* **PROVIDED DATA**:
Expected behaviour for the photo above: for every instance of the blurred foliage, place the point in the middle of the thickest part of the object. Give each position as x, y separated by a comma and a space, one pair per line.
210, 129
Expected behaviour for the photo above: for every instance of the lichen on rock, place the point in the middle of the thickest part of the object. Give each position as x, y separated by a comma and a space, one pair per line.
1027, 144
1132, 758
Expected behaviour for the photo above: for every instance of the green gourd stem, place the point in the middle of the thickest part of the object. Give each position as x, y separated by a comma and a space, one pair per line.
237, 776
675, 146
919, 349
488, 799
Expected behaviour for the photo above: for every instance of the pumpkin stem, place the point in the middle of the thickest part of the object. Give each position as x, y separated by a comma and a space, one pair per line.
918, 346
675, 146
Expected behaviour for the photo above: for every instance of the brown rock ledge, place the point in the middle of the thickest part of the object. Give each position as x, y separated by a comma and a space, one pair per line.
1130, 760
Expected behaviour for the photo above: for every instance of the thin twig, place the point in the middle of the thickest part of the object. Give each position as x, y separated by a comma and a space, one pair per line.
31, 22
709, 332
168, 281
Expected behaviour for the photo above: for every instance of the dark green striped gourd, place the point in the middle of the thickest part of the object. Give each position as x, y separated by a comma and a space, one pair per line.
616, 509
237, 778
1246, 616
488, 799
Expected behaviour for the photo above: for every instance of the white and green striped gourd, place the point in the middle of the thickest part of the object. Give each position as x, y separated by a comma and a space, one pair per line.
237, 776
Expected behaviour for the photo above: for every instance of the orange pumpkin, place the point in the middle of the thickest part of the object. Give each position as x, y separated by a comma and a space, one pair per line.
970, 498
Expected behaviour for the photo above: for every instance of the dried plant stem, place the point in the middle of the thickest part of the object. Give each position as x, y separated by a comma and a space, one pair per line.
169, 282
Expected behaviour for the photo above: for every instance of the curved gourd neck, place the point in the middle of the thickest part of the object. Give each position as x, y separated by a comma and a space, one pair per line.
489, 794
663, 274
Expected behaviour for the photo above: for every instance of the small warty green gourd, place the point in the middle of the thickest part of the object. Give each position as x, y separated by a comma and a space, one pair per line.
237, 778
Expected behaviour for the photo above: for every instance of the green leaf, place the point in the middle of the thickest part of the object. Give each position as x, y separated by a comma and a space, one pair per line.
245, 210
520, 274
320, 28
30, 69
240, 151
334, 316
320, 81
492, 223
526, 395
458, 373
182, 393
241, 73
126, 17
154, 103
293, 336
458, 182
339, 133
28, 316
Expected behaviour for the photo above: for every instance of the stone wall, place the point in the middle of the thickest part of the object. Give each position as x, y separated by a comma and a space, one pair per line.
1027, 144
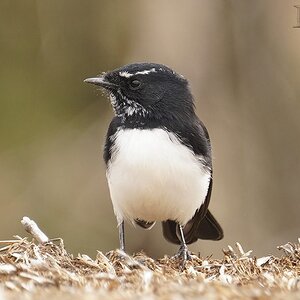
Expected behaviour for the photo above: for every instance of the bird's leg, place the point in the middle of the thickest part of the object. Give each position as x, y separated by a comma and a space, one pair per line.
183, 251
122, 236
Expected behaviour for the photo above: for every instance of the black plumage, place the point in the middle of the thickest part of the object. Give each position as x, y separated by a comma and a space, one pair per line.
150, 96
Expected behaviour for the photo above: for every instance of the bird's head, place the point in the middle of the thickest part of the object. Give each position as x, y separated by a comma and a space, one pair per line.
145, 89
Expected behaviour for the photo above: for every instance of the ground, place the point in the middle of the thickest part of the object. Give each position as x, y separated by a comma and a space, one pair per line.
32, 270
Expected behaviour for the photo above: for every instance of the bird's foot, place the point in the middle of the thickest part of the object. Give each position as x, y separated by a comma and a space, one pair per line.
183, 254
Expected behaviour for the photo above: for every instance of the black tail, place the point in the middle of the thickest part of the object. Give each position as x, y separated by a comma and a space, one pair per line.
205, 228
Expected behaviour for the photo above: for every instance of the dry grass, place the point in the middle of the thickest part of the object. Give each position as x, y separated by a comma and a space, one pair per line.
39, 271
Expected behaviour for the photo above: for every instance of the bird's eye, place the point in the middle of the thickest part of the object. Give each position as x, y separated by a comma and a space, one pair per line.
135, 84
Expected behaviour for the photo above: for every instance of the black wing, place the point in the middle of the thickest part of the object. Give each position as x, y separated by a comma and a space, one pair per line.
112, 129
203, 225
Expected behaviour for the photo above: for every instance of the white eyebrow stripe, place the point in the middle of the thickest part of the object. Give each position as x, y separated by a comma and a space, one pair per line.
128, 75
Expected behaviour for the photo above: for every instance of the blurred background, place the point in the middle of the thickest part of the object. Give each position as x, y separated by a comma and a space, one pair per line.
242, 59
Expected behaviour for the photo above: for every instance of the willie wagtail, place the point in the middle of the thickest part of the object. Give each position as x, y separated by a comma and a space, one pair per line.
158, 155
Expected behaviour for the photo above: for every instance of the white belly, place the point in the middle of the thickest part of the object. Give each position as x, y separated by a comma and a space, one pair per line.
153, 177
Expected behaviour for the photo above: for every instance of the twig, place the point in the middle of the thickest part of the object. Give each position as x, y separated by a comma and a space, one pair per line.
32, 228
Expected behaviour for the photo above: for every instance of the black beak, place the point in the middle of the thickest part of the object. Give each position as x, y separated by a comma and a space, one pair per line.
101, 81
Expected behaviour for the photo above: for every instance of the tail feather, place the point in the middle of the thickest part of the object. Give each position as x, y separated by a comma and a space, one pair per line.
207, 228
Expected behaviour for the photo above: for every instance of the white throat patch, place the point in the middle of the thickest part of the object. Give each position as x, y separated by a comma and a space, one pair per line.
127, 107
153, 177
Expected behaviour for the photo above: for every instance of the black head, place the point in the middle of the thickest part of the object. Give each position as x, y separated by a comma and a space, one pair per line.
146, 89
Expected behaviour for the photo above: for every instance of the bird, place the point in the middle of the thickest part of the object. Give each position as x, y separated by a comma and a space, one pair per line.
158, 155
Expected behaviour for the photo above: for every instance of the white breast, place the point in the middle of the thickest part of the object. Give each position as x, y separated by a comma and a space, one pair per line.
153, 177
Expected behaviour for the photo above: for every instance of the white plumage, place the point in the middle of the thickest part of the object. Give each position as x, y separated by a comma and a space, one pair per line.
153, 177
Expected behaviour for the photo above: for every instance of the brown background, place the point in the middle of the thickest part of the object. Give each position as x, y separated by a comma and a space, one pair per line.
243, 62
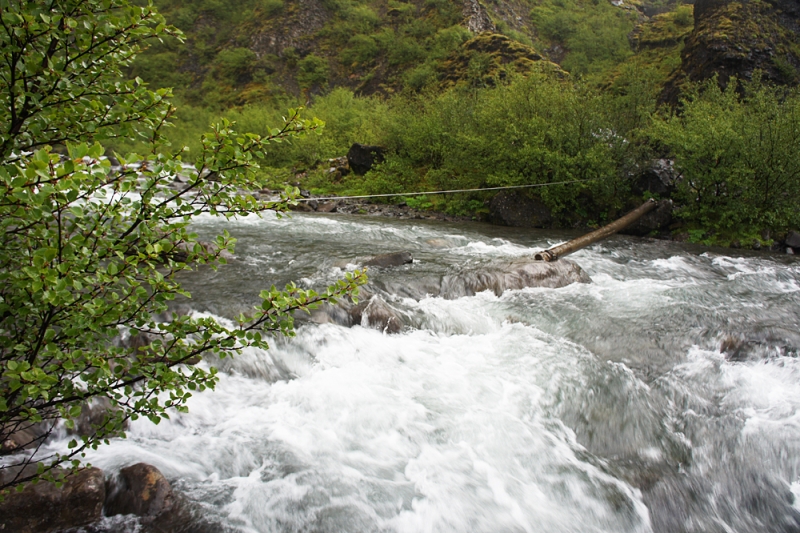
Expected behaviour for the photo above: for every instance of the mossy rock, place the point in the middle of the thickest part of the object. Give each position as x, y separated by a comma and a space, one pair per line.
488, 57
736, 39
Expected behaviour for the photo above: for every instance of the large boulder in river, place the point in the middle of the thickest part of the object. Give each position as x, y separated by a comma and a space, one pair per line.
516, 209
142, 490
361, 157
45, 508
511, 275
389, 260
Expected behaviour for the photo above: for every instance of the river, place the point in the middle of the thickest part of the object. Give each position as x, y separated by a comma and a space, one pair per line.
663, 396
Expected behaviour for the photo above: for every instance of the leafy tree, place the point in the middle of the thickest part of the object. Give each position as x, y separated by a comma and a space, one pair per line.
736, 149
91, 251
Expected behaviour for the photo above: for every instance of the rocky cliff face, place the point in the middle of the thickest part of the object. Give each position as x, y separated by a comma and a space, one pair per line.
737, 39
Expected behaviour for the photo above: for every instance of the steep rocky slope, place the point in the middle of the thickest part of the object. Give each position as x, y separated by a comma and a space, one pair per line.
739, 38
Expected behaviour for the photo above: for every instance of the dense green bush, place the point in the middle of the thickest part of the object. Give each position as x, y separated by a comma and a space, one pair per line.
532, 130
595, 33
737, 150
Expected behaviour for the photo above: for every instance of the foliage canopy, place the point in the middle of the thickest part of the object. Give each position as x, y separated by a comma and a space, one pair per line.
91, 250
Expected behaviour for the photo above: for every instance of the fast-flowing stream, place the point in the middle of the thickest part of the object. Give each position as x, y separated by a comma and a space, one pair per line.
662, 396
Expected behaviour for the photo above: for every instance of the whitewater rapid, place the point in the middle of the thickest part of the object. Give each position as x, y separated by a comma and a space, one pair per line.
601, 407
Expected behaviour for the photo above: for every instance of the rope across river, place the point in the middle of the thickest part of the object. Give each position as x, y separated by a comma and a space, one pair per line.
424, 193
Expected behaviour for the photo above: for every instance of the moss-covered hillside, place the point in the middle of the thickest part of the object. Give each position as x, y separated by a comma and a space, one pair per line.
273, 50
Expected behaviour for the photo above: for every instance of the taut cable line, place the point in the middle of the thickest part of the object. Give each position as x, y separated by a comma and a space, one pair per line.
423, 193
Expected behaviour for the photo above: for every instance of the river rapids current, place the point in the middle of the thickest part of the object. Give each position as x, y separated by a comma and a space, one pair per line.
663, 396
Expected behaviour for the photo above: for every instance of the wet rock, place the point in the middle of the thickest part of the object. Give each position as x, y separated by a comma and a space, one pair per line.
23, 435
390, 260
44, 508
142, 490
376, 313
327, 207
761, 343
793, 241
512, 208
517, 274
361, 157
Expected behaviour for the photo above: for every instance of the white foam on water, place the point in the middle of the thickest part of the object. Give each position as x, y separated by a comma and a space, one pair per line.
413, 432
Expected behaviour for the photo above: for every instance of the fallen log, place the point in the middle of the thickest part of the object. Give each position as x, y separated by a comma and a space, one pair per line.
552, 254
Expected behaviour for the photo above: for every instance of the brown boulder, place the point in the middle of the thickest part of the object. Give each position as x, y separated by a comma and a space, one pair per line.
389, 260
141, 489
43, 507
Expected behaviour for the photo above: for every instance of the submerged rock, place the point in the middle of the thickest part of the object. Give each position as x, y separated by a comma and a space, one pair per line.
389, 260
142, 490
45, 508
516, 209
375, 313
511, 275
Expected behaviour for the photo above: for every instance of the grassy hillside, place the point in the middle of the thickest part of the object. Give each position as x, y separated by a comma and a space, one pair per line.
508, 92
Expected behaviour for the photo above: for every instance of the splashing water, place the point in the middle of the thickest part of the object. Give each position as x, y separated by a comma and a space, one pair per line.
609, 406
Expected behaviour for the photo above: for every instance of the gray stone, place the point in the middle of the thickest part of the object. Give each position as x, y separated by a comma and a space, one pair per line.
376, 313
512, 208
390, 260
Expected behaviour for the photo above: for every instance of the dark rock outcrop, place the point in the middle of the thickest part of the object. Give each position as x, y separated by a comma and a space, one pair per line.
736, 39
45, 508
504, 56
660, 178
512, 208
476, 18
793, 241
361, 157
657, 221
142, 490
390, 260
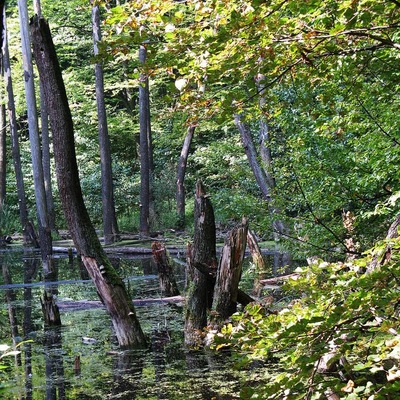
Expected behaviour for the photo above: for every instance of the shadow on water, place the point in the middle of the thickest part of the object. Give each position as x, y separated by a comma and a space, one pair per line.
81, 359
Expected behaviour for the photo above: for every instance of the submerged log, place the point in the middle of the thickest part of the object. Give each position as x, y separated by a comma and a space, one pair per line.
229, 274
80, 305
166, 275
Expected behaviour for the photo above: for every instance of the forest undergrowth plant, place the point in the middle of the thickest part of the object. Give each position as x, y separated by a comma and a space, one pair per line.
339, 338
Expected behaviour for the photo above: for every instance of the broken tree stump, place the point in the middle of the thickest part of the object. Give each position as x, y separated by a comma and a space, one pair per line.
201, 268
166, 276
229, 274
258, 261
50, 310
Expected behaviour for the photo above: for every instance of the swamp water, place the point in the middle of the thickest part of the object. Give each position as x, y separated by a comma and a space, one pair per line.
81, 359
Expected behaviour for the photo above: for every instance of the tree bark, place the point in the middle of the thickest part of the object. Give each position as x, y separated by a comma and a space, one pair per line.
144, 115
166, 276
34, 138
382, 257
110, 287
229, 274
110, 226
16, 155
251, 154
180, 181
3, 152
202, 267
258, 262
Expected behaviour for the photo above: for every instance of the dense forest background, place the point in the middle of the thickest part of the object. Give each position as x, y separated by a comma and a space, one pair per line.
315, 85
288, 112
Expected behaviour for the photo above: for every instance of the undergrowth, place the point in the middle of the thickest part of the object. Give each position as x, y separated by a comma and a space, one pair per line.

* **WHAT NEEDS TO BE DONE**: From the "of the swamp" line to the close of the listing, restate each line word for word.

* **RESULT OF THE TASK**:
Expected behaviour for the photo above: for every instance of the swamp water, place the point in the middle of the thickest part of the object. Give each position as x, y separated by a comma and a space, one pair per line.
81, 359
Expected behaviour for the photo above: for every instance of the tree bark, place the point in the middle of the thickest part of the object. Give each position as x, y separated by a comma and a space, one pair per line.
144, 115
166, 276
34, 138
382, 257
110, 287
229, 274
110, 226
16, 155
251, 154
180, 181
3, 152
202, 267
258, 262
Expected behaviour for the photo above: for every instance of the dense forest background, place the point in the middle of the thickest part of the object. Give each position as x, y separated by a comma and a space, one pair per line.
315, 85
288, 112
Expected behaviour for the photo above: for every instance of the undergrowth, place the point in the middle of the thickest part of the object. Give each position as x, y separated by a comma and a space, one pair per line.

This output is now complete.